[Point annotation records]
:::

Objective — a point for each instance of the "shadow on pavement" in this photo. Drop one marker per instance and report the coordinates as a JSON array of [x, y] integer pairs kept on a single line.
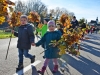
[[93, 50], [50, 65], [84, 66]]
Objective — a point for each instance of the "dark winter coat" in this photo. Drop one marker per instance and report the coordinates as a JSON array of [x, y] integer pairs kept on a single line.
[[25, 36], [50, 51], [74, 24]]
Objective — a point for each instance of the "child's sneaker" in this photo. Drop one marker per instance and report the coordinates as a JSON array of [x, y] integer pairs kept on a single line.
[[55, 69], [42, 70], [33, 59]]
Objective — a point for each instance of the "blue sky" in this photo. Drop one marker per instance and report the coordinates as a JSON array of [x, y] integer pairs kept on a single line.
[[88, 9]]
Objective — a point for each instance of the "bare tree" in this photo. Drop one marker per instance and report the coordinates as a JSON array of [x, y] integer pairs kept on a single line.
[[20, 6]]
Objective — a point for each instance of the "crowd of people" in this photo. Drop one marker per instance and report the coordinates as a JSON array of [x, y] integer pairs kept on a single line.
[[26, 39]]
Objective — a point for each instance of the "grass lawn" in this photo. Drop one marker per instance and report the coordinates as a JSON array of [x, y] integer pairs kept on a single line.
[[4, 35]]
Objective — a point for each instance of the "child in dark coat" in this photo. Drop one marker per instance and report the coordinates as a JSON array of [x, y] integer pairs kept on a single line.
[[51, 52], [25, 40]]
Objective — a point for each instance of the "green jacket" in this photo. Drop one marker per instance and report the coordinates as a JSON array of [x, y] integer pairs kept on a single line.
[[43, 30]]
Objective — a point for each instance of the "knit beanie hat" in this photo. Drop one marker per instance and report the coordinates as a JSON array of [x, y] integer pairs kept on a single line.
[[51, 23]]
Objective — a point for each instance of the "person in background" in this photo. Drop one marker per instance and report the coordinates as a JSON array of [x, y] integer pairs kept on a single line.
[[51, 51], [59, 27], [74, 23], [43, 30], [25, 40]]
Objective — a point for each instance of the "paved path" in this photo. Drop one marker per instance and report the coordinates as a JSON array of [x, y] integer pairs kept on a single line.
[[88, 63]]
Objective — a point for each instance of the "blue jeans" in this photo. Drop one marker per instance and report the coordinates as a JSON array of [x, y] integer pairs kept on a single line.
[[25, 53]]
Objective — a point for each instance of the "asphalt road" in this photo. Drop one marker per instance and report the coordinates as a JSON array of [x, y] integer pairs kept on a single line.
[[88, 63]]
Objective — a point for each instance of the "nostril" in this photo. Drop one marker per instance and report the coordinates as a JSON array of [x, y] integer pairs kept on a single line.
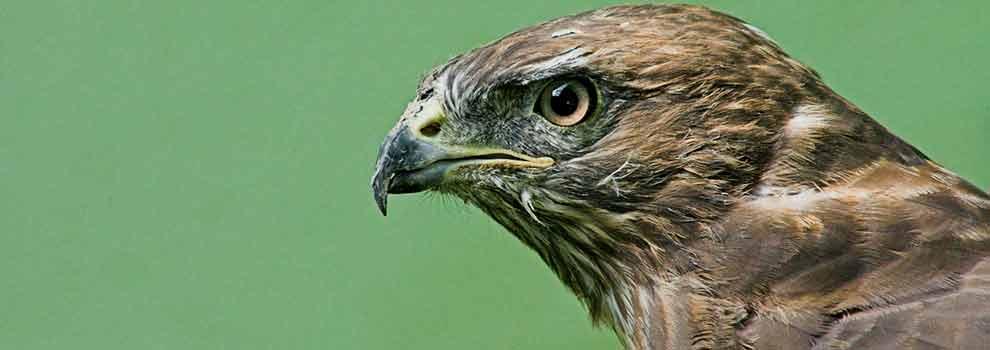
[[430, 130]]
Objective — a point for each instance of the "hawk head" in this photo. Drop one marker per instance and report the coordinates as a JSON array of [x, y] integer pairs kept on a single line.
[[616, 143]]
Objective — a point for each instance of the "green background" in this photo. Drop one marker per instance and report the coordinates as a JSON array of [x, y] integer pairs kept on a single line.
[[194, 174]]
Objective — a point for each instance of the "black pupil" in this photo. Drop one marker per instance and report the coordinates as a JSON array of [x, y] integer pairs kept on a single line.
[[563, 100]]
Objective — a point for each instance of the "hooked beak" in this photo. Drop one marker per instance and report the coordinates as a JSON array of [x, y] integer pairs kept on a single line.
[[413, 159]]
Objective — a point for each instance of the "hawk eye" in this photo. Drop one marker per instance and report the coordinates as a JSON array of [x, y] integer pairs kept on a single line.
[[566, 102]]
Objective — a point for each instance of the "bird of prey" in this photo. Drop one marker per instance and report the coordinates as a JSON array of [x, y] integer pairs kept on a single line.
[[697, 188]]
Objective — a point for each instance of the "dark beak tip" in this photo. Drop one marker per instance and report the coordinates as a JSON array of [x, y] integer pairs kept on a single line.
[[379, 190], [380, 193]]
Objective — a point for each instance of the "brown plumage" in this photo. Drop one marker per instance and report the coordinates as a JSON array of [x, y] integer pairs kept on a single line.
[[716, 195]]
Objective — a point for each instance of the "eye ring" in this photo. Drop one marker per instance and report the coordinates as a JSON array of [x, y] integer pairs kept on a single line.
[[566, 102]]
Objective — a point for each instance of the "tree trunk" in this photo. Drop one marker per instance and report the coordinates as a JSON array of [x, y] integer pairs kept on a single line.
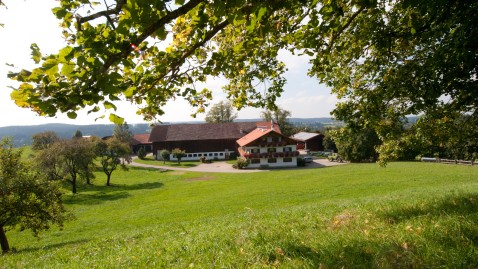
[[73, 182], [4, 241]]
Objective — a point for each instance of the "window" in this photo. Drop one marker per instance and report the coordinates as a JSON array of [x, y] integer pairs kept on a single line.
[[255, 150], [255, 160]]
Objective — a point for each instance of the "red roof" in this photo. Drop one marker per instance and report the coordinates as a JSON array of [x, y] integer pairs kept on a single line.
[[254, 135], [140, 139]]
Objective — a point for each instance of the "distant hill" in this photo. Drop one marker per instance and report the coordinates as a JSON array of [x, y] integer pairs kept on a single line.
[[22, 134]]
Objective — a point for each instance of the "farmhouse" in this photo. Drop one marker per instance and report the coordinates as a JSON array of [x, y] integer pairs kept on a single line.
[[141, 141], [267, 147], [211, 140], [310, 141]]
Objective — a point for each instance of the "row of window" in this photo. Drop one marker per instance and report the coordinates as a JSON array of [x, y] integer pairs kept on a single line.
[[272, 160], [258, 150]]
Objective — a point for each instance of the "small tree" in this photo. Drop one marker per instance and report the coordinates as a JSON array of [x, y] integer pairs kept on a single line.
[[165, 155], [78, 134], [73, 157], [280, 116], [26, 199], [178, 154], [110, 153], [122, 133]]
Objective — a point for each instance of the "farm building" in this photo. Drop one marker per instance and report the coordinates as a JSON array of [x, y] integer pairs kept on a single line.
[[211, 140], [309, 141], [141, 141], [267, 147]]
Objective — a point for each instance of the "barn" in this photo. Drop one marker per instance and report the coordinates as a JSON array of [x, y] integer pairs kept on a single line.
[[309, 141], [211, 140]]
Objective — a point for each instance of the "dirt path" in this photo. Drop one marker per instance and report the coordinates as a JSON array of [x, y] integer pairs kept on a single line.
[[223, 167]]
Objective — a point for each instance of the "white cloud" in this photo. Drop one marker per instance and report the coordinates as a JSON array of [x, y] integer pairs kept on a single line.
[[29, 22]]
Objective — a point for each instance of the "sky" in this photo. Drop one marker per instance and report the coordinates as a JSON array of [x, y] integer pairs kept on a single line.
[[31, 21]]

:::

→ Objective
Please rewrite all of the items above, replacing "Drop one marker" with "Place one marker" and keeping everything else unchanged. Leave the pictures out of your answer.

→ Response
Objective — a point for each instance of the "shadow on pavement" in this photo. Place one marker per instance and report the coordinates as a JSON array of [x, y] integer pairs kept on a single line.
[[93, 50], [50, 65], [84, 66]]
Objective — a point for each instance of the "dark winter coat" in this photo. Place one marker per instance and report the coordinates as a JSON array of [x, y] integer pairs kept on a single line.
[[25, 36], [50, 51], [74, 24]]
Objective — a point for each instance of the "child's sneaker" in this photo. Place one marker per instance and report the coordinates as a JSON array of [x, y] integer pairs kept on a single line.
[[55, 69], [42, 70], [33, 59]]
Objective — a point for each instance of the "blue sky" in this photo. Place one marker per instance and report the coordinates as a JSON array of [x, y] integer pairs kept on a single line.
[[88, 9]]
Objective — a point for each instance of the "bare tree" in this photo. Place one marker per instance and report the coordinates as a JSON array of [x, y] integer pairs kept on a single line.
[[20, 6]]
Objective — a point for each instance of the "crowd of people" in this photo. Place one marker per instance and report the coordinates as a JSON array of [x, y] integer pairs kept on a single line.
[[26, 39]]
Objective — a point for each instance of the "grass lawn" in this photo. Place one marker per instance and report the coordinates as a JSON array of [x, y] integer pairs kept on a single line.
[[4, 35]]
Objective — a point for each instance of the "child in dark coat" in this photo. Place one marker per instance and report the coordinates as a JSON array of [x, y] integer pairs kept on a single line.
[[51, 52], [25, 40]]
Objective — a point for each instance of the "green jacket" in this photo. Place one marker per instance and report the coordinates as a JSON array of [x, y] integer pairs kept on a single line.
[[43, 30]]
Objective — a point for each instance of the "knit beanie hat" in this photo. Place one marker per instance and report the coordinates as a JSON array of [x, y] integer pairs kept on a single line.
[[51, 23]]
Objective — a point for each instance of the "person in background" in this photo. Place one marker per instance and report the coordinates as a JSON array of [x, y] integer pairs kept on a single line.
[[51, 51], [59, 27], [74, 23], [43, 30], [25, 40]]
Objective — a point for each instance of the "paved path" in this photo. Place one marker per instance and report the coordinates as a JSON array of [x, y] integer pairs kept on a single line.
[[88, 63]]
Objective — a point for each instance of the "blue jeans" in this photo. Place one marker per instance and report the coordinates as a JSON array of [x, y] integer pairs kept on a single line.
[[25, 53]]
Objective — a point for each instance of the "asphalt road" in this photo. Place one marker per instance and report the coordinates as a JSON array of [x, y] integer pairs kept on a single line.
[[88, 63]]
Objective — a point for each instance of the "nostril" in this photo. Place one marker per instance and report the coordinates as a JSON array of [x, y] integer pairs kept on a single line.
[[430, 130]]
Objective — a point for each instance of the "hawk head" in this photo. Place one marker per instance and report the coordinates as a JSON array of [x, y] integer pairs kept on a single line.
[[616, 143]]
Objective — a point for each instance of the "green background" in this photo. Place one marker per instance and report the coordinates as a JSON array of [x, y] integer pairs kept on a single line.
[[194, 174]]
Objective — a point for each instance of the "black pupil" in this photo. Place one marker per instance and report the coordinates as a JSON array of [x, y] integer pairs kept on a single line.
[[563, 100]]
Objective — a point for each instance of the "hooked beak" in this photo. Place one marker per instance and report the coordinates as a JSON array of [x, y] integer pairs kept on a single line.
[[413, 159]]
Objective — a point for each instance of the "hawk eye" in this photo. Place one marker per instance and report the coordinates as a JSON array of [x, y] integer pairs kept on a single line.
[[566, 102]]
Objective — a point for each instance of the "bird of prey" in this photo. Place one marker per instance and report the coordinates as a JSON array of [x, y] integer pairs kept on a single line.
[[697, 188]]
Objective — a point for each instance of the "dark beak tip" in this photo. Place one marker per instance and report the coordinates as a JSON array of [x, y] integer pairs kept on a single line.
[[379, 190], [380, 193]]
Objective — a point for each instance of the "brown plumage" in this photo. Place one marker per instance and report the coordinates as a JSON array of [x, y] integer pairs kept on a single line.
[[716, 195]]
Objective — a point for each instance of the "eye ring" in this photo. Place one marker per instance and report the coordinates as a JSON array of [x, y] integer pairs kept on a single line.
[[566, 102]]
Objective — a point for each instance of the "tree trunk" in this photo. Place one marker per instance and report the coordinates as a JSON array of [x, y] integer pairs kept on a single line.
[[73, 182], [4, 241]]
Objective — a point for each instance of the "window" in this photo. Place one marker per instance and report the coordinates as a JSON array of [x, y] integer pairs kept on a single line.
[[255, 150], [255, 160]]
Objective — a point for each instance of the "red roof" in this photo. Place one marker per instance and report the coordinates as a JSON array of [x, y] integer pairs kept on a single line.
[[254, 135], [140, 139]]
Objective — a point for each instance of the "distant hill" in this photo. Place one marker per instance and report the coordinates as a JSON array of [x, y] integer pairs kept on a single line.
[[22, 134]]
Objective — a point for each instance of the "farmhouse" in this photo. Place one marker per instance and report the coordinates as a JSON array of [x, y] integer pairs kept on a single line.
[[141, 141], [267, 147], [211, 140], [310, 141]]
Objective — a point for each instance of the "row of window" in this photo. Place one marker per instance and report the coordinates as a JSON array of [x, y] integer pairs kept on a single line.
[[272, 160], [258, 150]]
Objective — a point for each instance of the "small tree" in this photo. Place one marker per instance and report the coordinates as a JSON array of [x, y] integer pairs kept on a single line.
[[165, 155], [78, 134], [73, 157], [280, 116], [26, 199], [178, 154], [110, 153], [122, 133]]
Objective — a point for each instance of the "farm building" in this photo. Place one marker per instance and report the coordinates as a JSON array of [x, y] integer pairs kept on a single line.
[[211, 140], [309, 141], [141, 141], [267, 147]]
Objective — a point for each instance of the "barn" in this photo. Place one marker per instance and report the coordinates as a JSON array of [x, y] integer pairs kept on a single line.
[[309, 141], [211, 140]]
Objective — a point for each instance of the "dirt path" in this photo. Place one marker per instance and report the coordinates as a JSON array of [x, y] integer pairs kept on a single line.
[[223, 167]]
Objective — a point for each instance of the "white cloud" in this photo. Place one marker per instance and report the coordinates as a JSON array of [x, y] integer pairs kept on a single line.
[[29, 22]]
Objective — a point for each instance of the "sky" in this photo. Place one marker per instance and report the coordinates as a JSON array of [x, y] integer pairs kept on a single line.
[[31, 21]]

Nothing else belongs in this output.